WHAT THIS TASK INVOLVES:
All of the data below must be repeated exactly.

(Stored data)
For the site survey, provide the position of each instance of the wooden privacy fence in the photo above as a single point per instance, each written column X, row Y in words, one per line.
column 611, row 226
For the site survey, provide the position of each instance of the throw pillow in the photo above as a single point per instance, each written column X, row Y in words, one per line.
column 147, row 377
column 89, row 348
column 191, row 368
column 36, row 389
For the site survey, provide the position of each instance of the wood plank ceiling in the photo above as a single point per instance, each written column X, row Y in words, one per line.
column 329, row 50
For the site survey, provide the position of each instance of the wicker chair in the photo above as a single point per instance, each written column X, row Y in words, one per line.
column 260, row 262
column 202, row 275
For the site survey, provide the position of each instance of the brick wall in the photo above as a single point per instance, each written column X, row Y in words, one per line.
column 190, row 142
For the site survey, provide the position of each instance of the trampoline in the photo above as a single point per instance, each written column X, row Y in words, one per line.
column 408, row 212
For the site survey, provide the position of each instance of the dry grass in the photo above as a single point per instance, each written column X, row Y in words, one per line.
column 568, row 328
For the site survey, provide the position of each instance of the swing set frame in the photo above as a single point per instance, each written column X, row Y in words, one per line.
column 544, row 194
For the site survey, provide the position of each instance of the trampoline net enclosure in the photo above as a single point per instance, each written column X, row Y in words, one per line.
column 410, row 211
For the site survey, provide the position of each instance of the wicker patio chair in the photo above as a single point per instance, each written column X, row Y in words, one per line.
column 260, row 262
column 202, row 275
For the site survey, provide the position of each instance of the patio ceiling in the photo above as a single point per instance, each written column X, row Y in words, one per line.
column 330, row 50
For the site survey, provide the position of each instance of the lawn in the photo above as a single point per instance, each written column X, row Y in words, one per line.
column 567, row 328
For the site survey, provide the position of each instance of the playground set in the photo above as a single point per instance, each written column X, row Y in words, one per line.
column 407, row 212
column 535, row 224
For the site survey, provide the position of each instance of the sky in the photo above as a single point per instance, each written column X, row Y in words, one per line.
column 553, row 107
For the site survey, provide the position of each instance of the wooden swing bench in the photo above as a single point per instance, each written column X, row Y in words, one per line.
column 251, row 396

CORRECT OUTPUT:
For the site survey, provide the position of each instance of the wooden privacy fence in the photo above as a single point per instance, each written column X, row Y in words, one per line.
column 611, row 226
For the site survey, provide the position of each instance of the throw pillow in the photo above as a single point per instance, each written column X, row Y in words, one per line.
column 147, row 377
column 89, row 348
column 191, row 368
column 36, row 389
For the site survey, provide the position of each instance of the wood plank ceiling in the photo above as a single point per instance, each written column X, row Y in words, one per line.
column 329, row 50
For the site survey, provide the position of each instance of the wicker chair in the photo above as a single point per instance, each written column X, row Y in words, one per line.
column 260, row 262
column 202, row 275
For the site survey, provide the position of each instance of the brick wall in the photo above as a single point per instance, each written column X, row Y in words, one per line.
column 190, row 142
For the site survey, provide the position of each instance of the trampoline in the photo above as a single point per instance, each written column X, row Y in words, one per line.
column 408, row 212
For the site survey, provide the position of each instance of the dry grass in the photo above as a single point per instance, each written column X, row Y in words, one per line.
column 568, row 328
For the site survey, provide the position of each instance of the swing set frame in the photo above as a single point per instance, each written column X, row Y in words, one per line.
column 544, row 194
For the site survey, provide the position of each instance of the trampoline net enclosure in the photo above as a single point per instance, each written column X, row Y in words, one per line.
column 410, row 211
For the site survey, provide the position of each instance of the wicker patio chair in the photo above as a single point per instance, each written column X, row Y in words, one per line.
column 260, row 262
column 202, row 275
For the site survey, provide the position of each instance of the patio ceiling in the photo above as a single point per instance, each written column X, row Y in words, one per line.
column 330, row 50
For the site survey, provide the position of each instance of the lawn in the photo above as a single point per instance, each written column X, row Y in words, one per line.
column 567, row 328
For the site survey, provide the position of each instance of the playground set in the photo above as a single point per instance, each written column X, row Y in words, one per line.
column 407, row 212
column 535, row 224
For the site survey, provide the position of each instance of the sky in the photo above as a single point per instance, each written column X, row Y in words, one per line.
column 553, row 107
For the site survey, provide the position of each instance of the wooden swing bench in the photo above as a single point per instance, each written column X, row Y in words, one per line.
column 251, row 396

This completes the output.